[[ INPUT DATA, beginning ]]

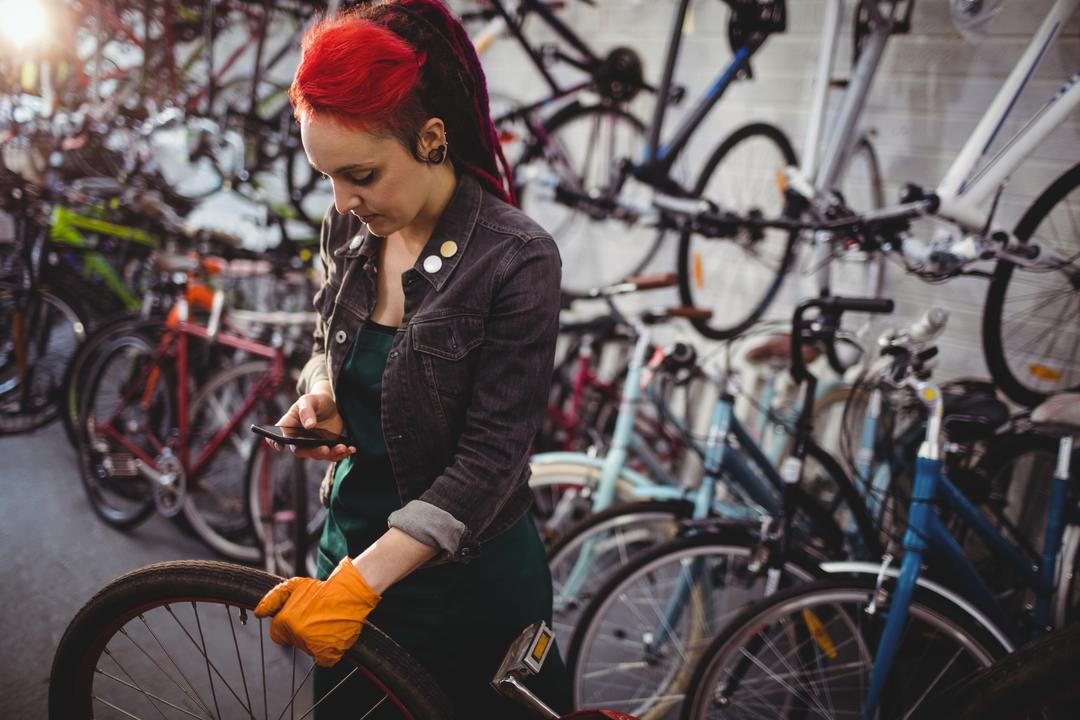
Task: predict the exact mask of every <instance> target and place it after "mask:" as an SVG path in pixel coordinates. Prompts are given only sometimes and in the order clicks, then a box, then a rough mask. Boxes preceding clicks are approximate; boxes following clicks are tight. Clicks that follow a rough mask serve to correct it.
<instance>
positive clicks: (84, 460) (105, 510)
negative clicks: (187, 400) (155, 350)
mask: <svg viewBox="0 0 1080 720" xmlns="http://www.w3.org/2000/svg"><path fill="white" fill-rule="evenodd" d="M90 378H91V380H90V382H89V383H87V385H86V394H85V396H84V397H82V398H80V407H81V408H83V418H84V420H83V421H82V422H80V424H79V471H80V476H81V477H82V485H83V488H84V489H85V491H86V497H87V498H89V499H90V504H91V507H93V508H94V512H95V513H97V515H98V517H100V518H102V519H103V520H105V521H106V522H108V524H109V525H111V526H112V527H114V528H119V529H121V530H127V529H130V528H133V527H135V526H136V525H138V524H139V522H141V521H143V520H145V519H146V518H147V517H149V515H150V514H151V513H152V512H153V508H154V489H153V487H152V486H151V484H150V481H149V480H148V479H147V477H146V476H144V475H143V474H141V473H140V472H139V467H138V461H140V460H148V459H149V460H152V459H154V458H156V457H158V454H159V453H160V452H161V449H162V447H163V444H164V443H165V440H166V439H167V437H168V433H170V431H172V429H173V427H175V426H176V424H175V417H176V416H175V409H174V407H173V397H174V395H173V388H174V386H175V384H174V382H173V380H172V378H171V376H170V373H168V371H167V369H165V368H164V367H163V366H161V365H159V364H158V363H157V358H156V353H154V348H153V345H152V344H151V343H150V342H149V341H148V340H147V339H145V338H143V337H141V336H138V335H131V336H124V337H121V338H117V339H116V340H113V341H112V342H110V343H109V344H108V345H107V347H106V348H105V350H103V351H102V354H100V357H99V358H98V359H97V362H96V363H95V366H94V369H93V370H92V371H91V373H90Z"/></svg>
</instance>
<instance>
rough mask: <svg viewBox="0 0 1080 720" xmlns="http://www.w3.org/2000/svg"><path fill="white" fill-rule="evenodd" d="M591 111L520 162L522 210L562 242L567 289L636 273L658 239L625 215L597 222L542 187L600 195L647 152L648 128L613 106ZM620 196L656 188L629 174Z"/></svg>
mask: <svg viewBox="0 0 1080 720" xmlns="http://www.w3.org/2000/svg"><path fill="white" fill-rule="evenodd" d="M589 110H593V111H585V112H582V113H580V114H577V116H571V117H569V118H568V119H567V120H566V121H565V122H561V123H558V124H553V126H552V127H551V128H550V134H549V135H548V138H549V139H548V142H546V145H545V146H543V147H542V148H541V149H540V151H539V152H538V153H536V154H534V155H532V157H530V158H529V159H528V160H527V161H526V162H525V163H524V164H521V165H518V166H517V167H516V168H515V184H516V185H517V187H518V188H519V200H521V205H522V209H524V210H525V212H526V213H527V214H528V215H529V217H531V218H532V219H534V220H536V221H537V222H538V223H540V226H541V227H542V228H544V229H545V230H546V231H548V232H549V233H550V234H551V236H552V237H554V239H555V242H556V243H557V244H558V248H559V253H561V255H562V258H563V281H562V283H563V288H564V289H566V290H568V291H570V293H584V291H586V290H589V289H591V288H593V287H597V286H603V285H609V284H611V283H616V282H618V281H620V280H622V279H623V277H625V276H626V275H629V274H632V273H633V272H635V271H636V270H637V269H638V268H639V267H640V264H642V261H643V259H644V258H645V256H647V254H648V253H649V250H650V248H652V246H653V245H654V244H656V242H657V234H656V231H654V230H651V229H647V228H640V227H637V226H634V225H631V223H627V222H623V221H620V220H611V219H600V220H594V219H592V218H590V217H589V216H588V214H586V213H584V212H581V210H575V209H572V208H570V207H568V206H567V205H564V204H562V203H558V202H556V201H555V200H554V198H550V196H549V198H544V196H543V195H544V194H545V192H546V194H549V195H550V194H551V190H546V191H545V190H544V189H543V187H544V186H548V185H551V184H558V182H563V184H566V185H567V186H569V187H571V188H573V189H575V190H579V191H583V192H590V193H596V194H597V195H598V196H605V195H607V194H610V192H611V191H612V190H613V186H615V184H616V182H617V180H618V177H619V169H618V165H619V161H620V160H623V159H627V158H639V157H640V155H642V150H643V148H644V144H645V133H644V130H643V127H642V125H640V123H639V122H638V121H637V120H636V119H635V118H633V116H630V114H627V113H626V112H624V111H621V110H618V109H613V108H600V109H593V108H589ZM630 186H633V187H630ZM619 196H620V199H621V200H624V201H625V200H635V201H638V202H642V203H646V204H647V202H648V199H649V196H651V190H650V189H649V188H646V187H645V186H643V185H642V184H639V182H636V181H635V180H633V179H630V180H627V187H625V188H624V189H623V191H622V192H620V195H619Z"/></svg>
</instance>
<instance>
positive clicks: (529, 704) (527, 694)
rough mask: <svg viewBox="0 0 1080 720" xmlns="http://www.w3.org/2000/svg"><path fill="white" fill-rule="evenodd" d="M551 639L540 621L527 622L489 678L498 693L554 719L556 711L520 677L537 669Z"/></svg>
mask: <svg viewBox="0 0 1080 720" xmlns="http://www.w3.org/2000/svg"><path fill="white" fill-rule="evenodd" d="M554 640H555V634H554V631H552V629H551V628H550V627H548V624H546V623H544V622H543V621H539V622H536V623H532V624H531V625H529V626H528V627H527V628H525V629H524V630H523V631H522V634H521V635H518V636H517V639H516V640H514V642H513V644H511V646H510V650H509V651H508V652H507V654H505V656H503V658H502V663H501V664H500V665H499V669H498V671H496V674H495V677H494V678H491V687H492V688H495V689H496V690H497V691H498V692H499V694H500V695H503V696H505V697H509V698H511V699H513V701H515V702H517V703H519V704H521V705H524V706H525V707H528V708H529V709H530V710H532V712H534V714H535V715H537V716H539V717H541V718H551V719H552V720H557V718H558V717H559V716H558V714H557V712H555V711H554V710H552V709H551V708H550V707H548V706H546V705H545V704H544V703H543V701H541V699H540V698H538V697H537V696H536V695H535V694H532V692H531V691H529V689H528V688H526V687H525V685H524V684H523V680H525V679H526V678H528V677H529V676H534V675H537V674H538V673H539V671H540V668H541V667H542V666H543V662H544V660H546V658H548V653H549V652H550V651H551V647H552V644H554Z"/></svg>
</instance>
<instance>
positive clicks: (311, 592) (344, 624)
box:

[[ INPUT DATA, end ]]

--- WORK TO COMPLETE ---
Skip the images and restate each record above word for word.

--- ANSWER ---
Task: predict the exact mask of every <instance> target and place it after "mask:" as an SVG path in pixel coordinates. Prompts are given only sometimes and in the order clicks, then a box, then a rough mask. Boxes preceding clicks are approximate; boxes following clicks are tight. Clicks that follow a rough mask serve to correct it.
<instance>
positive clicks: (84, 460) (105, 510)
negative clicks: (187, 400) (155, 350)
mask: <svg viewBox="0 0 1080 720" xmlns="http://www.w3.org/2000/svg"><path fill="white" fill-rule="evenodd" d="M90 378H91V380H90V382H89V383H87V385H86V394H85V396H84V397H82V398H80V407H81V408H83V418H84V420H83V421H82V422H80V424H79V471H80V476H81V477H82V485H83V488H84V489H85V491H86V497H87V498H89V499H90V504H91V507H93V508H94V512H95V513H97V515H98V517H100V518H102V519H103V520H105V521H106V522H108V524H109V525H111V526H112V527H114V528H119V529H121V530H127V529H130V528H133V527H135V526H136V525H138V524H139V522H141V521H143V520H145V519H146V518H147V517H149V515H150V514H151V513H152V512H153V508H154V489H153V487H152V486H151V484H150V481H149V480H148V479H147V477H146V476H144V475H143V474H141V473H140V472H139V467H138V461H140V460H148V459H149V460H152V459H154V458H156V457H158V454H159V453H160V452H161V449H162V447H163V444H164V443H165V440H166V439H167V437H168V433H170V431H172V429H173V427H175V426H176V424H175V417H176V416H175V409H174V407H173V397H174V395H173V388H174V386H175V384H174V382H173V380H172V378H171V376H170V373H168V371H167V369H165V368H164V367H163V366H161V365H159V364H158V363H157V358H156V353H154V348H153V345H152V344H151V343H150V342H149V341H148V340H147V339H145V338H143V337H141V336H138V335H131V336H124V337H121V338H117V339H116V340H113V341H112V342H110V343H109V344H108V345H107V347H106V348H105V350H103V351H102V354H100V357H99V358H98V359H97V362H96V363H95V366H94V369H93V370H92V371H91V373H90Z"/></svg>
</instance>
<instance>
rough mask: <svg viewBox="0 0 1080 720" xmlns="http://www.w3.org/2000/svg"><path fill="white" fill-rule="evenodd" d="M591 111L520 162L522 210L562 242L567 289L636 273L658 239L625 215L597 222L542 187L600 195L647 152L648 128L613 106ZM620 196L656 188L629 174Z"/></svg>
mask: <svg viewBox="0 0 1080 720" xmlns="http://www.w3.org/2000/svg"><path fill="white" fill-rule="evenodd" d="M589 110H593V111H585V112H582V113H580V114H577V116H571V117H569V118H568V119H567V120H566V121H565V122H561V123H558V124H553V126H552V127H551V128H550V134H549V135H548V138H549V139H548V142H546V145H545V146H543V147H542V148H541V149H540V151H539V152H538V153H536V154H534V155H532V157H530V158H529V159H528V160H527V161H526V162H525V163H524V164H521V165H518V166H517V167H516V168H515V184H516V185H517V187H518V188H519V200H521V205H522V209H524V210H525V212H526V213H527V214H528V215H529V217H531V218H532V219H534V220H536V221H537V222H538V223H540V226H541V227H542V228H544V229H545V230H546V231H548V232H549V233H550V234H551V236H552V237H554V239H555V242H556V243H557V244H558V248H559V253H561V255H562V258H563V281H562V283H563V288H564V289H566V290H568V291H570V293H584V291H586V290H589V289H591V288H593V287H597V286H603V285H609V284H611V283H616V282H618V281H620V280H622V279H623V277H625V276H626V275H629V274H632V273H633V272H635V271H636V270H637V269H638V268H639V267H640V264H642V261H643V259H644V258H645V256H647V254H648V253H649V250H650V248H652V246H653V245H654V244H656V242H657V234H656V231H654V230H651V229H647V228H640V227H637V226H634V225H631V223H627V222H623V221H620V220H611V219H600V220H594V219H592V218H590V217H589V216H588V214H586V213H584V212H581V210H575V209H572V208H570V207H568V206H567V205H564V204H562V203H558V202H556V201H555V200H554V198H550V196H549V198H544V196H543V195H544V194H545V192H546V194H549V195H550V194H551V190H546V191H545V190H544V189H543V187H544V186H548V185H551V184H558V182H563V184H566V185H567V186H569V187H571V188H573V189H575V190H579V191H583V192H590V193H596V194H597V195H598V196H605V195H607V194H610V192H611V191H612V190H613V186H615V184H616V182H617V180H618V177H619V169H618V165H619V161H620V160H623V159H627V158H639V157H640V155H642V150H643V148H644V144H645V133H644V130H643V127H642V125H640V123H639V122H638V121H637V120H636V119H635V118H633V116H630V114H627V113H626V112H624V111H621V110H618V109H613V108H600V109H593V108H589ZM630 186H633V187H630ZM619 196H620V199H621V200H624V201H625V200H635V201H638V202H642V203H646V204H647V202H648V199H649V196H651V190H650V189H649V188H646V187H645V186H643V185H642V184H639V182H636V181H635V180H633V179H630V180H627V187H625V188H624V189H623V191H622V192H620V195H619Z"/></svg>
</instance>
<instance>
positive clicks: (529, 704) (527, 694)
rough mask: <svg viewBox="0 0 1080 720" xmlns="http://www.w3.org/2000/svg"><path fill="white" fill-rule="evenodd" d="M551 639L540 621L527 622L489 678L498 693L554 719L556 711L520 677L537 669Z"/></svg>
mask: <svg viewBox="0 0 1080 720" xmlns="http://www.w3.org/2000/svg"><path fill="white" fill-rule="evenodd" d="M554 640H555V634H554V631H552V629H551V628H550V627H548V624H546V623H544V622H543V621H539V622H536V623H532V624H531V625H529V626H528V627H527V628H525V629H524V630H523V631H522V634H521V635H518V636H517V639H516V640H514V642H513V644H511V646H510V650H509V651H508V652H507V654H505V656H503V658H502V663H501V664H500V665H499V669H498V671H496V674H495V677H494V678H491V687H492V688H495V689H496V690H497V691H498V692H499V694H500V695H503V696H505V697H509V698H511V699H513V701H515V702H517V703H519V704H521V705H524V706H525V707H528V708H529V709H530V710H532V712H534V714H535V715H537V716H539V717H541V718H551V719H552V720H557V718H558V717H559V716H558V714H557V712H555V711H554V710H552V709H551V708H550V707H548V706H546V705H545V704H544V703H543V701H541V699H540V698H538V697H537V696H536V695H535V694H532V692H531V691H529V689H528V688H526V687H525V685H524V684H523V680H525V679H526V678H528V677H529V676H534V675H537V674H538V673H539V671H540V668H541V667H542V666H543V662H544V660H546V658H548V653H549V652H550V651H551V647H552V644H554Z"/></svg>
</instance>
<instance>
positive clicks: (311, 592) (344, 624)
box:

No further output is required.